# MATERIAL FOR THE TASK start

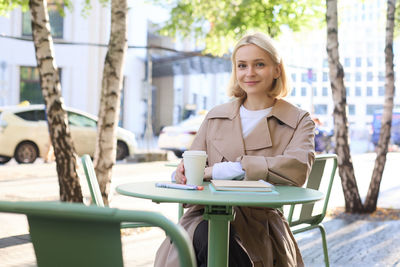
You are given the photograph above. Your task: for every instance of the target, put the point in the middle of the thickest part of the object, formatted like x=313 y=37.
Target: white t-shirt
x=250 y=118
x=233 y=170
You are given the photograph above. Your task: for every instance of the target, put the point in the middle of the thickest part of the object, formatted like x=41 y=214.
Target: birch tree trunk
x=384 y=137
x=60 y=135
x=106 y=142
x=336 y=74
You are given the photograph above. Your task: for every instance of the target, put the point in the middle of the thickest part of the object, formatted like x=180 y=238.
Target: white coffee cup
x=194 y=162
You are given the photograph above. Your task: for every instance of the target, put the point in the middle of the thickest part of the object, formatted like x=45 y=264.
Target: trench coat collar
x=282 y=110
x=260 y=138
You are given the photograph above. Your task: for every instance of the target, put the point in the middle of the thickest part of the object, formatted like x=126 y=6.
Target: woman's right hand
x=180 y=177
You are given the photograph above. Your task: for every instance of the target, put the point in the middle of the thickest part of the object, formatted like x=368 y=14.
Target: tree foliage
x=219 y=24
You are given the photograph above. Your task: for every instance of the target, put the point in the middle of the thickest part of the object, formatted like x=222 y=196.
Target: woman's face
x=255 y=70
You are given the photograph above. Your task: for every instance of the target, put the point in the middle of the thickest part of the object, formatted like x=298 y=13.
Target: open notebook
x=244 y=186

# MATERIAL FOR THE TASK end
# MATERIAL FOR THE TASK start

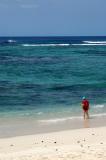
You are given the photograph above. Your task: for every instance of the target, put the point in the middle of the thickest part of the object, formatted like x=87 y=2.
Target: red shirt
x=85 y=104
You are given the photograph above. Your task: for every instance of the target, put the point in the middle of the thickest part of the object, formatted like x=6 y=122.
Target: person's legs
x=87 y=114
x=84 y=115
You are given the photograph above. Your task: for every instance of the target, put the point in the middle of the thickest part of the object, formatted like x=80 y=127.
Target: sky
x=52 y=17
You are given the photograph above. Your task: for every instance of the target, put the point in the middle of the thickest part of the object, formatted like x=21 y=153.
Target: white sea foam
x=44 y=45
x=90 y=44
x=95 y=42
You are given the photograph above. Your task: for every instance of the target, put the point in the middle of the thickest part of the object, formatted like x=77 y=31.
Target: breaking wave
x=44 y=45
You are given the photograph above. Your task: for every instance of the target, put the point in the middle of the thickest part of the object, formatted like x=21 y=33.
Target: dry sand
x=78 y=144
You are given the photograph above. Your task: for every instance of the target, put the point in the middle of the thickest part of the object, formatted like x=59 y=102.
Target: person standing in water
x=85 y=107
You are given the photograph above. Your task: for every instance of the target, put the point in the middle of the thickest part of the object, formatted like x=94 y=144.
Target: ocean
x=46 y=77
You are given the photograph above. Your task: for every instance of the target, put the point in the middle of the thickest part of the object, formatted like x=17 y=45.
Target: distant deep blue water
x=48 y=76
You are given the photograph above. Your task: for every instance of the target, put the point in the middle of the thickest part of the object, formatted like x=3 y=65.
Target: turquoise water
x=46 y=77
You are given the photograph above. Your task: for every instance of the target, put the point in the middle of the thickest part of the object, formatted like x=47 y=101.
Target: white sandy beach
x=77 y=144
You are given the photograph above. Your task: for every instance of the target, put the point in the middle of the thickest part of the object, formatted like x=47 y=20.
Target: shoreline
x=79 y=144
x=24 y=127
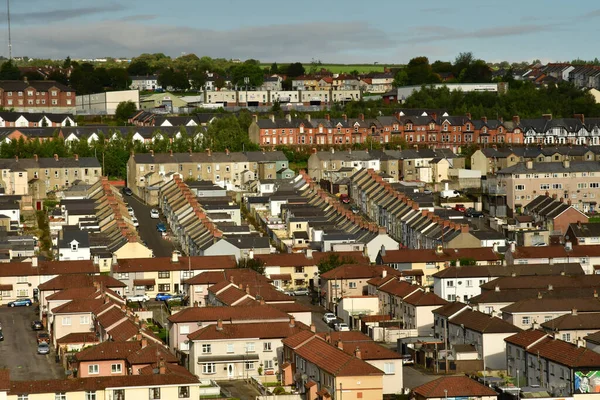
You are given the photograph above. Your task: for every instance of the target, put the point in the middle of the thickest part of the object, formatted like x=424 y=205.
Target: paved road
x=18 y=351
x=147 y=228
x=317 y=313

# MATERIAL FOR THE TASK end

Revise the records starting at the line that contains "like x=313 y=37." and ending at the line that contains "x=194 y=162", changing "thickest part" to "widest part" and keeping everything else the same.

* **RESPONSE**
You are given the photograph above. Your task: for every instance of the target, put the point in the middle of the widest part of the object, formatted like x=313 y=37.
Target: white t-shirt
x=250 y=118
x=233 y=170
You are given the photograph above. Your task: for every instance of the target, put the point in the middle of the widest part of the object, formatted like x=41 y=214.
Target: birch tree trunk
x=384 y=137
x=60 y=135
x=106 y=142
x=336 y=74
You are given the photograph above. Your task: for every instance of the target, put the point in the middle of the widest part of the object, formatted like x=180 y=238.
Target: white coffee cup
x=194 y=162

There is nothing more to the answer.